[Written tasks]
1. In the bug report below on KILL being overwritten by an in-flight commit, does the defect cause data corruption?
2. In the bug report below, rewrite the item beginning "Fix direction: Replace the blind trySet" as a short list that keeps its main facts.
3. Write the next part of the bug report on KILL being overwritten by an in-flight commit, picking up after its final line.

[Source document]

-*-

Low: KILL can be silently overwritten by an in-flight commit (KILLED -> COMPLETED)

  • Impact: A successful KILL EXPORT PARTITION (CAS PENDING -> KILLED) can be silently reverted to COMPLETED by an already-running commit finishing after the kill. User-visible status machine is non-monotonic and the kill is not recorded at all. No data corruption, but a state-machine invariant violation.
  • Anchor: src/Storages/MergeTree/ExportPartitionUtils.cpp (commit, final trySet(... COMPLETED, -1)), interacting with src/Storages/StorageReplicatedMergeTree.cpp (killExportPartition).
  • Trigger:
    1. All parts processed; leader enters handlePartExportSuccess -> ExportPartitionUtils::commit(...).
    2. While commit is in flight (Iceberg manifest/metadata writes), user runs SYSTEM KILL EXPORT PARTITION <tid>.
    3. killExportPartition CAS PENDING -> KILLED on stat.version succeeds; returns CancelSent.
    4. Status-handling task calls storage.killExportPart(tid); cancels only in-flight ExportPartTask pipelines, not the commit path.
    5. Commit finishes; Iceberg snapshot published; then zk->trySet(status, COMPLETED, -1) unconditionally overwrites KILLED with COMPLETED.
  • Why this is a defect:
    • killExportPartition establishes KILLED as terminal (refuses to kill unless status == PENDING), so KILLED -> COMPLETED breaks the state-machine invariant.
    • The final trySet(..., -1) is a blind write with no version/state guard.
    • User who successfully issued KILL sees no evidence in task state that the kill occurred; monitoring systems observe non-monotonic transitions.
  • Smallest logical reproduction:
    1. Start replicated EXPORT PARTITION and let all parts finish; commit begins.
    2. Inject a slow Iceberg metadata write (or use iceberg_export_after_commit_before_zk_completed failpoint for adjacent timing).
    3. Issue KILL EXPORT PARTITION <tid> while commit is in flight.
    4. Observe status transitions PENDING -> KILLED -> COMPLETED.
  • Fix direction: Replace the blind trySet(..., -1) with a guarded transition (CAS against the expected PENDING znode version captured at commit start, or explicit check that current status is PENDING); if the guard fails, log a warning and leave the terminal state as-is (or transition to a distinct COMPLETED_AFTER_KILL state).
  • Regression test direction: With commit artificially slowed, issue KILL mid-commit and assert final status remains KILLED (or a dedicated COMPLETED_AFTER_KILL) and never flips back to COMPLETED.
  • Subsystem and blast radius: Replicated partition-export control-plane state machine; narrow race window (overlap with in-flight commit), user-visible inconsistency, no data corruption.
if (Coordination::Error::ZOK == zk->trySet(fs::path(entry_path) / "status",
        String(magic_enum::enum_name(ExportReplicatedMergeTreePartitionTaskEntry::Status::COMPLETED)).data(), -1))
{
    LOG_INFO(log, "ExportPartition: Marked export as completed");
}
if (status_from_zk.value() != ExportReplicatedMergeTreePartitionTaskEntry::Status::PENDING)

-*-

[Supplied information]
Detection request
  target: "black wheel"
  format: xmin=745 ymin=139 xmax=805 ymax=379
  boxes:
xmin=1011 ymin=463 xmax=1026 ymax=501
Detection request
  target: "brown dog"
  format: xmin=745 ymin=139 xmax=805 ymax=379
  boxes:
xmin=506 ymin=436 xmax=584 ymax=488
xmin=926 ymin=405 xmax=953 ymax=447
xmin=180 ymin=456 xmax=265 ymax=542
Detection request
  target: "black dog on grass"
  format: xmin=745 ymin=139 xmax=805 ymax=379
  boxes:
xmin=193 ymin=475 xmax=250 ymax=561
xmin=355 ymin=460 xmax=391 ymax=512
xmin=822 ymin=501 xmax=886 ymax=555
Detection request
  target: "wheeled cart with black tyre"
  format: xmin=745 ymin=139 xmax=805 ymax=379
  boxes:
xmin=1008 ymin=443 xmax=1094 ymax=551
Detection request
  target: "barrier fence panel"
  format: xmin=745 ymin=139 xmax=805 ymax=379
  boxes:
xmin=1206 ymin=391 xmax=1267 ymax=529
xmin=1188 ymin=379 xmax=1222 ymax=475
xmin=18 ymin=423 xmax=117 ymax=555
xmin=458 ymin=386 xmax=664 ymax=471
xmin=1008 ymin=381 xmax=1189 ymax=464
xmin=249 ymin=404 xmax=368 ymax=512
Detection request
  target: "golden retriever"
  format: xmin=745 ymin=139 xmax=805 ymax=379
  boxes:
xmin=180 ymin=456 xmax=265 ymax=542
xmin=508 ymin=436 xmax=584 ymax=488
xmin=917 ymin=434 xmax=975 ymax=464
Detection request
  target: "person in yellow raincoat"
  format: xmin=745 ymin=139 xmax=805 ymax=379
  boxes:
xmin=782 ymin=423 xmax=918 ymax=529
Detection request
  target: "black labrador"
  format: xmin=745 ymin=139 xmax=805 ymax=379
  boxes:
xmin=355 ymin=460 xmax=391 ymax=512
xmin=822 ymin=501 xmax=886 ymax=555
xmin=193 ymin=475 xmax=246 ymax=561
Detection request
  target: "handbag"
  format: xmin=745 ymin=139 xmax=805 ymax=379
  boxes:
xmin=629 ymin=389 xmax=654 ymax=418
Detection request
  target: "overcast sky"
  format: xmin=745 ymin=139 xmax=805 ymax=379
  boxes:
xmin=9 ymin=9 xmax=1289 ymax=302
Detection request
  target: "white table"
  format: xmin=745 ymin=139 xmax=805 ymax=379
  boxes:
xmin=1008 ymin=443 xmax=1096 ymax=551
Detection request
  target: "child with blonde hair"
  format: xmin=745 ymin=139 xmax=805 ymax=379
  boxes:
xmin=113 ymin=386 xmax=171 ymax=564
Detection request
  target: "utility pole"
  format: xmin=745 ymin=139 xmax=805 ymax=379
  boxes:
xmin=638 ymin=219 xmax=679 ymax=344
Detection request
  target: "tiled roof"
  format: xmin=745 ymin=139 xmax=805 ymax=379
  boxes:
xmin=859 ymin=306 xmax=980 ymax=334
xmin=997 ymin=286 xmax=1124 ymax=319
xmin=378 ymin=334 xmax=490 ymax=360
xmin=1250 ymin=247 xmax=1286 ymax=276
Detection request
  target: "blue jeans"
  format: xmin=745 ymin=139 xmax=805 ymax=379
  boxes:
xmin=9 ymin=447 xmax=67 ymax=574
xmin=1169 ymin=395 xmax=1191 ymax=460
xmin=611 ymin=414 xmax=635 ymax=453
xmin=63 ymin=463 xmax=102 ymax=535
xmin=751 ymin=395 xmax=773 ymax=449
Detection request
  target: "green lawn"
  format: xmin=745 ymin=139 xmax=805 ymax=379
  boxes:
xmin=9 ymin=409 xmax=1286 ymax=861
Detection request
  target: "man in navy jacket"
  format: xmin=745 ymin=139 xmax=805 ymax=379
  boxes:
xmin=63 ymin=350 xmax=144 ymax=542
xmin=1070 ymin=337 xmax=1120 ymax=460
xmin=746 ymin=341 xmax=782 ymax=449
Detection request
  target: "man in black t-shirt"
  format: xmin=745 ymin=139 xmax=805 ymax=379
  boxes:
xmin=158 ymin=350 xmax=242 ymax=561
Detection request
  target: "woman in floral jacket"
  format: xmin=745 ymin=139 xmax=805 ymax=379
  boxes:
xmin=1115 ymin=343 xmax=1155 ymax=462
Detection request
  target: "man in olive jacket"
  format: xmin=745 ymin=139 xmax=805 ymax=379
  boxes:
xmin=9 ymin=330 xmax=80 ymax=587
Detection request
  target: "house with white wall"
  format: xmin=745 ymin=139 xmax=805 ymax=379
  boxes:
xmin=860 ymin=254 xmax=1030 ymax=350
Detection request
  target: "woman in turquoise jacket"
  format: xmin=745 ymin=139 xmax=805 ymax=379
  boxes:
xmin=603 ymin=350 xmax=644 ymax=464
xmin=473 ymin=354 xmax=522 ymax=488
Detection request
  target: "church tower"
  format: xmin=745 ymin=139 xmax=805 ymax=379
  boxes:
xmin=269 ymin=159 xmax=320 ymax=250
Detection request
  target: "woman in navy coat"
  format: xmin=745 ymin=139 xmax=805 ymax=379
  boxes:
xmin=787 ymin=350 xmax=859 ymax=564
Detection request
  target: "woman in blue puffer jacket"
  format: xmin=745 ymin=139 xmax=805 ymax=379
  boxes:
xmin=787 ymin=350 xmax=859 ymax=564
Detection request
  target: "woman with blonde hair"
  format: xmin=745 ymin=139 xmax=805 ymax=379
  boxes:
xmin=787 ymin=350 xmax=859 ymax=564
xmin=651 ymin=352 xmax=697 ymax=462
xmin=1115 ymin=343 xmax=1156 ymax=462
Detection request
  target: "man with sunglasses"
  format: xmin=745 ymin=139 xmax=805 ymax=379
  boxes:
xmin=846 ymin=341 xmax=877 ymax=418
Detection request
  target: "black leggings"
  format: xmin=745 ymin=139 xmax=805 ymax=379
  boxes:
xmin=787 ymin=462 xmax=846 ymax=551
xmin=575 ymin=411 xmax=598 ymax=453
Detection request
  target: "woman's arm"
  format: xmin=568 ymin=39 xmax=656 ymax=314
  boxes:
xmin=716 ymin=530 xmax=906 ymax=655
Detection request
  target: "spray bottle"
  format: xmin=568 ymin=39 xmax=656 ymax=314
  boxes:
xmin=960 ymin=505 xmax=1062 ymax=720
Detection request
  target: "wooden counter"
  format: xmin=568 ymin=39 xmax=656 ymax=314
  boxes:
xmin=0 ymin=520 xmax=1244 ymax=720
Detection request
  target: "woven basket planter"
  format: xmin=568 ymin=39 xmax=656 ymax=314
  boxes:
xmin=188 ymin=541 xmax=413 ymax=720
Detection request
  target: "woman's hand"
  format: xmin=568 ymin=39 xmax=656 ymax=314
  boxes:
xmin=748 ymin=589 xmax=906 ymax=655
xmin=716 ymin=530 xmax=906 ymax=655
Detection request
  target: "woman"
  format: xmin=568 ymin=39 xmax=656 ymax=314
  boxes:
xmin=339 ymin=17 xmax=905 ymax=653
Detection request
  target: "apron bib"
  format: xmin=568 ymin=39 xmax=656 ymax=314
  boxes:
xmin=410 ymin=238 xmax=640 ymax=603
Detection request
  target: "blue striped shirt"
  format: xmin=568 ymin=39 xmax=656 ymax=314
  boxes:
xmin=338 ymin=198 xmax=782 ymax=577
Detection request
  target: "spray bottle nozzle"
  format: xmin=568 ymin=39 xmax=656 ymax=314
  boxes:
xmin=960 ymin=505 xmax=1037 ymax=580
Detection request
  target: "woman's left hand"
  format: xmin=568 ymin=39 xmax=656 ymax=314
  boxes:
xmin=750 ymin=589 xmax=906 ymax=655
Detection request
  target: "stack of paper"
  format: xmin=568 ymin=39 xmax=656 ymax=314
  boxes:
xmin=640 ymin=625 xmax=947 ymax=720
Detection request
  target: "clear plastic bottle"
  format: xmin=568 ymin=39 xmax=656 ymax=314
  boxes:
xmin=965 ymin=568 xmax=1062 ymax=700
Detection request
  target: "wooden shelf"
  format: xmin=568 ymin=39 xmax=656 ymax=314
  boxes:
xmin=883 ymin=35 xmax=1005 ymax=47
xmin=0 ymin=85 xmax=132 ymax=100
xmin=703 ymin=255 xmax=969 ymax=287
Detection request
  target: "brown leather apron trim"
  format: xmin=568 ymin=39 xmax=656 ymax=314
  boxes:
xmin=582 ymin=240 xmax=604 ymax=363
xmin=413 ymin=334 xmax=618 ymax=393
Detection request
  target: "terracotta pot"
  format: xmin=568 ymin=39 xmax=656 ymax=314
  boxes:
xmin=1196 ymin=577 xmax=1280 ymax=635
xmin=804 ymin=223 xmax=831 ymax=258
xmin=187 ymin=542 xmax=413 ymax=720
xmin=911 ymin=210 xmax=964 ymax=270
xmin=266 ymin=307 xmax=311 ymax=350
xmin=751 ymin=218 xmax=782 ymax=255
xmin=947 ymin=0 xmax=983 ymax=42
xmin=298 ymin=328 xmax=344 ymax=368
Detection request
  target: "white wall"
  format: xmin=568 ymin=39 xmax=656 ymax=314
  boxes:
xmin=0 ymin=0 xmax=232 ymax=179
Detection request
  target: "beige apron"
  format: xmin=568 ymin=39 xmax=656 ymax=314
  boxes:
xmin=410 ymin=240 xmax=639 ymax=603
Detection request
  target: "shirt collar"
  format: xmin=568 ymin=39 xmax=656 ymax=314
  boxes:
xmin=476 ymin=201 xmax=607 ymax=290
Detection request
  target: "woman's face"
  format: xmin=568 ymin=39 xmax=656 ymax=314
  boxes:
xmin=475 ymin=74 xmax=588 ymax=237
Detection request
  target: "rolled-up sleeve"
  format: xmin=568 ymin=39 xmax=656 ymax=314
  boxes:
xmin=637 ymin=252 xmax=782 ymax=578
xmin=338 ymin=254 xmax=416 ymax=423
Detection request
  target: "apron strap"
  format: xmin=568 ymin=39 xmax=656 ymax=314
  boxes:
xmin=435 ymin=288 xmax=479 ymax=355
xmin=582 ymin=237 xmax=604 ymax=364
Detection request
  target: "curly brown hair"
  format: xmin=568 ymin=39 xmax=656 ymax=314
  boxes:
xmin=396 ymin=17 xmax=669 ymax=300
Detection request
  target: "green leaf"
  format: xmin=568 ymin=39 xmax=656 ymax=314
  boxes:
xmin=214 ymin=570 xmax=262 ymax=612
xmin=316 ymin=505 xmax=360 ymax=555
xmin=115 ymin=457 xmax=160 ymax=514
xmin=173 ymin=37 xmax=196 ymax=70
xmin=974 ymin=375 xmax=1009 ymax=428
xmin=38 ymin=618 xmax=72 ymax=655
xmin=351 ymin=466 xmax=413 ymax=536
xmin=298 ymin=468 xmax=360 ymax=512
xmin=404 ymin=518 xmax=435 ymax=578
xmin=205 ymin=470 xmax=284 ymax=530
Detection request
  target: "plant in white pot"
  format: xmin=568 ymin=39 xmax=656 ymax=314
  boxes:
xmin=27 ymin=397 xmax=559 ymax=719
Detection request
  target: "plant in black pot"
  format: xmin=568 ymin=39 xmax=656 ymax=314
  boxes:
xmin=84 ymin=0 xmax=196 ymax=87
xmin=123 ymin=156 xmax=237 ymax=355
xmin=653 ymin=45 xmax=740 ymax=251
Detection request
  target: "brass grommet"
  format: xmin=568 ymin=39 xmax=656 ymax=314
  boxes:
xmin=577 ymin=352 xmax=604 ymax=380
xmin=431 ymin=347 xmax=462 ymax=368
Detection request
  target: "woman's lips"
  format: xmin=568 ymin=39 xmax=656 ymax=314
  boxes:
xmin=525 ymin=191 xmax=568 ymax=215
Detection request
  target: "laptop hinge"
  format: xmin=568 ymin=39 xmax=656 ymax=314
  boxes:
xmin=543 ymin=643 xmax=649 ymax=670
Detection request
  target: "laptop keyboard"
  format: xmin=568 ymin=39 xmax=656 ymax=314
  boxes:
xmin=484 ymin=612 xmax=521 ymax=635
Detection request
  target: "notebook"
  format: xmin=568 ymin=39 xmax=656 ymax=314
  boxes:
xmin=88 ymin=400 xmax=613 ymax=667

-*-

[Responses to the tasks]
1. No. It causes a state-machine invariant violation, not data corruption.

2.
- Replace the unconditional trySet(..., -1) with a guarded transition: either a CAS against the expected PENDING znode version captured at commit start, or an explicit check that the current status is PENDING.
- If the guard fails, log a warning and leave the terminal state as it is, or move to a distinct COMPLETED_AFTER_KILL state.

3.
{
    LOG_INFO(log, "Export partition task is {}, can not cancel it", ...);
    return CancellationCode::CancelCannotBeSent;
}

if (zk->trySet(status_path,
        String(magic_enum::enum_name(ExportReplicatedMergeTreePartitionTaskEntry::Status::KILLED)),
        stat.version) != Coordination::Error::ZOK)
{
    ...
}

High: Ghost Iceberg metadata file after catalog update failure permanently blocks future commits (transactional catalogs)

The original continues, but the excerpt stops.